Supplied passage →
----------
Here is another interpretation of the biodynamic calendar:
Below is a photo from Maria Thun's book showing onions in May from the previous year's September harvest. The onions harvested on leaf days (AK) are rotting. Those harvested on fruit and flower days (WK and LK) are sprouting. Only those harvested on root days (EK) are still as firm as they were in September and remain so at least until the following August. THIS is another reason why I love biodynamic agriculture: it works with nature, not against it.
And, another photo showing the difference in radishes planted according to the biodynamic calendar. I wasn't able to figure out some of the symbols - if you know them please help me correct the photo.
You can clearly see that the moon and planets have a profound impact on plants. Doesn't it make sense to use this to your advantage?
----------
Entries shown →

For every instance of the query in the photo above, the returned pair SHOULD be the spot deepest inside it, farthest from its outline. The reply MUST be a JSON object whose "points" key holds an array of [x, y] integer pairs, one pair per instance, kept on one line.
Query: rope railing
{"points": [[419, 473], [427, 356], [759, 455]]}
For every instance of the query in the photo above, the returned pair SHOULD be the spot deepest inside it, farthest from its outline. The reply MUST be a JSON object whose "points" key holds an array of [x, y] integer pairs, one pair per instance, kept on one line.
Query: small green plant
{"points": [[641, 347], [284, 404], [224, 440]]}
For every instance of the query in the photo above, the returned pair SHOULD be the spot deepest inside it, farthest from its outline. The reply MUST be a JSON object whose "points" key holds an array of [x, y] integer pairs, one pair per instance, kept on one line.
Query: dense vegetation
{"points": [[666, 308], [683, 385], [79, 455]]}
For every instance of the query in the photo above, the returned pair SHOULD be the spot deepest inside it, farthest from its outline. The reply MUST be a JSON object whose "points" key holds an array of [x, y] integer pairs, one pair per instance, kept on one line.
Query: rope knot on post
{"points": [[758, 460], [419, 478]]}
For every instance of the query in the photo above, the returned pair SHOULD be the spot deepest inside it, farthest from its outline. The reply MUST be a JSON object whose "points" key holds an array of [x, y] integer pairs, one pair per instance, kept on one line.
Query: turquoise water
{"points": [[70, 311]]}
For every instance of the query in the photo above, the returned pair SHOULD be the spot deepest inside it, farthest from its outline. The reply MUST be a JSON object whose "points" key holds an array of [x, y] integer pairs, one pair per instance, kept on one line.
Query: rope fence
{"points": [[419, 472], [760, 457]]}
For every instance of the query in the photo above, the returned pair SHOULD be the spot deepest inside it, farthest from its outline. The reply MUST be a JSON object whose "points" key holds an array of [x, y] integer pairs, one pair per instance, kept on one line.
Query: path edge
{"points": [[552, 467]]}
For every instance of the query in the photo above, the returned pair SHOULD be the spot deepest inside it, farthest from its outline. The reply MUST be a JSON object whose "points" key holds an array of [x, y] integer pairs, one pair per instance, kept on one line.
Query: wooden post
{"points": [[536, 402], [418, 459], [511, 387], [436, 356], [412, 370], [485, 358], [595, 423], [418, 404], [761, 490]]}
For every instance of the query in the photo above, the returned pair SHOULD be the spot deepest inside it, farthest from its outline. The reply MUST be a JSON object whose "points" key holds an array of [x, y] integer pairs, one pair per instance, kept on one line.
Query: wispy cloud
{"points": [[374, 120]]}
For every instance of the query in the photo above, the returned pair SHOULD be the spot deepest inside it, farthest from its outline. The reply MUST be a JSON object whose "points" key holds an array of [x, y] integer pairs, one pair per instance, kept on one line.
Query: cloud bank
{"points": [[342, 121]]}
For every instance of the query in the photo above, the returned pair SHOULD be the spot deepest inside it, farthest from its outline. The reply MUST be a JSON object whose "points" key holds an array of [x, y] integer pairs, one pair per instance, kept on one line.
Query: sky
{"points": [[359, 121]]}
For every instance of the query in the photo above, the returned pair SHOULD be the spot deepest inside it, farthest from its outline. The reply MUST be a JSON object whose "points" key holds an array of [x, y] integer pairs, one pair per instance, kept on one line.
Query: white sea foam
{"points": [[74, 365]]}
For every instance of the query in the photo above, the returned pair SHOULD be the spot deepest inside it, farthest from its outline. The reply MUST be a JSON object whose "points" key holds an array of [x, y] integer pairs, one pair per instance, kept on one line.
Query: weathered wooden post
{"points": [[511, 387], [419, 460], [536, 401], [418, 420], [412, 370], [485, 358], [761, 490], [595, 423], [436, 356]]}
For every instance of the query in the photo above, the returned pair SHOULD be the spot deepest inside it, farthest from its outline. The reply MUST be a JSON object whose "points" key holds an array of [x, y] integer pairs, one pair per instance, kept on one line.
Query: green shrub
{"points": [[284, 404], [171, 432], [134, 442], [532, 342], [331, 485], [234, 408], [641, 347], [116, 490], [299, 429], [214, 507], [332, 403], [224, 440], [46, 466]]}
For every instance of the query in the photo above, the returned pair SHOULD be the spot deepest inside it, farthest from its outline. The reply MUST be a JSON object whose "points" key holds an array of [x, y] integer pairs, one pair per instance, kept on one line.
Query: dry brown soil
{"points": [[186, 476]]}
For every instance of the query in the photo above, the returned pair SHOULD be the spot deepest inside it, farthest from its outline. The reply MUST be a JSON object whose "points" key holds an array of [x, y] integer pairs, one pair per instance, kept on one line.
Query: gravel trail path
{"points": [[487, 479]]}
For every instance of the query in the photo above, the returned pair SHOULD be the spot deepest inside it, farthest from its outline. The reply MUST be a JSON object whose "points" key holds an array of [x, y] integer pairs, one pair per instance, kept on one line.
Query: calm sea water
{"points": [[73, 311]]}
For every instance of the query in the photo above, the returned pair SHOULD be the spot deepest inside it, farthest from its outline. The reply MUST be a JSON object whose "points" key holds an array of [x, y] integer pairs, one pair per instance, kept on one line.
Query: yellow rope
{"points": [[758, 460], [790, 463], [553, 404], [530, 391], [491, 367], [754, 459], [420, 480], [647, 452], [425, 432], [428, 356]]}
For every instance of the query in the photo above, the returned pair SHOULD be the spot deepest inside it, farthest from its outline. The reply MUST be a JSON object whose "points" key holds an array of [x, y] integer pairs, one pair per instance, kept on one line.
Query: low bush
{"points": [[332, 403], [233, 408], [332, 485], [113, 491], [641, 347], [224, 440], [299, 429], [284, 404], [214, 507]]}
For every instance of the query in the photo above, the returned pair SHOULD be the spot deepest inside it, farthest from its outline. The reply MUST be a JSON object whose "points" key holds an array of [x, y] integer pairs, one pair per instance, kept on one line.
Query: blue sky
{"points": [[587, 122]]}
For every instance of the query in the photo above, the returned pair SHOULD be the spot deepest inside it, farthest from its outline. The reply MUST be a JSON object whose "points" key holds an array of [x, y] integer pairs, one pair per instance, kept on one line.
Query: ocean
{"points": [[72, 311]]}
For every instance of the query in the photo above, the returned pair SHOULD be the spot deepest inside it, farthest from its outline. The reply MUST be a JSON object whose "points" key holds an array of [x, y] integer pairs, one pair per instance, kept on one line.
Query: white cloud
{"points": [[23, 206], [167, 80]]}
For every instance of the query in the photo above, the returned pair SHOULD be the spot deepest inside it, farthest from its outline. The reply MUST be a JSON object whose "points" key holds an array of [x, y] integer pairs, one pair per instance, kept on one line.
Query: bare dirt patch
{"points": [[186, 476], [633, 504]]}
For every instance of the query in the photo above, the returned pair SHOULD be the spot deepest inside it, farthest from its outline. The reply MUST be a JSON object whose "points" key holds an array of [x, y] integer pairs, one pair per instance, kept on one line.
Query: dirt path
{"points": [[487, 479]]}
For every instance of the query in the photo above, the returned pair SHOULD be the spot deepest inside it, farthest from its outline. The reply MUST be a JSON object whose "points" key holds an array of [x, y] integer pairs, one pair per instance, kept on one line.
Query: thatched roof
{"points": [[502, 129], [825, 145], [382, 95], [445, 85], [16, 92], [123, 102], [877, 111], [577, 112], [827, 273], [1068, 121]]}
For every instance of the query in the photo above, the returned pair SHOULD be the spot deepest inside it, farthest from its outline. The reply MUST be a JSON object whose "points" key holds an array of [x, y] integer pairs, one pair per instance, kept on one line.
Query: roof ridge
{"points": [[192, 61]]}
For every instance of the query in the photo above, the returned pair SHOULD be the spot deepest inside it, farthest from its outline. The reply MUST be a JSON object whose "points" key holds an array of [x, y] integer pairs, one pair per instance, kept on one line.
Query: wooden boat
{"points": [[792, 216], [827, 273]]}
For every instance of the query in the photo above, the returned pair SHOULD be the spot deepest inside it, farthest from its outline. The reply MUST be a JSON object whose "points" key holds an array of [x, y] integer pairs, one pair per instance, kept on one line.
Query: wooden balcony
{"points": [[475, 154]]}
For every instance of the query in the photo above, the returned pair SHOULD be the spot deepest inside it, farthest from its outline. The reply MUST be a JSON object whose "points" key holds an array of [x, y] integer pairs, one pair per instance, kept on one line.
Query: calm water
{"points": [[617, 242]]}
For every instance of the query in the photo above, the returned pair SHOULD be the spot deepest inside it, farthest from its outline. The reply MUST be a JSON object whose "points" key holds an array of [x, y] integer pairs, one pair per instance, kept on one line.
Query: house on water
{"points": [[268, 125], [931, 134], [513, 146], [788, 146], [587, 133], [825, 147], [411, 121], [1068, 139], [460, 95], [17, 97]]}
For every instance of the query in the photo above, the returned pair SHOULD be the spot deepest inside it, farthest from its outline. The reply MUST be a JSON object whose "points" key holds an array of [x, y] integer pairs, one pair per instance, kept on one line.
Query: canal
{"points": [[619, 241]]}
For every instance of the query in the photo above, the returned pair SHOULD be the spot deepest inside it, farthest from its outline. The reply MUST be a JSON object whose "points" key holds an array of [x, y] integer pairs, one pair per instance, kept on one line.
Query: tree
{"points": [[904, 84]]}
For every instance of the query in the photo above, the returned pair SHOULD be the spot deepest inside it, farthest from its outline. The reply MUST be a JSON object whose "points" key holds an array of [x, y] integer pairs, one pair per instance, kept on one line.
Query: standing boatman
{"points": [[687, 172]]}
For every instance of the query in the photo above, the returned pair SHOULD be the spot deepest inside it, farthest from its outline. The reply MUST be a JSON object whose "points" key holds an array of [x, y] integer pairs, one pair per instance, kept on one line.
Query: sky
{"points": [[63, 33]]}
----------
Exercise brief →
List every kind of day named in the passage on the biodynamic calendar. The records have no connection to the text about the biodynamic calendar.

Result below →
- Leaf days
- Fruit days
- Flower days
- Root days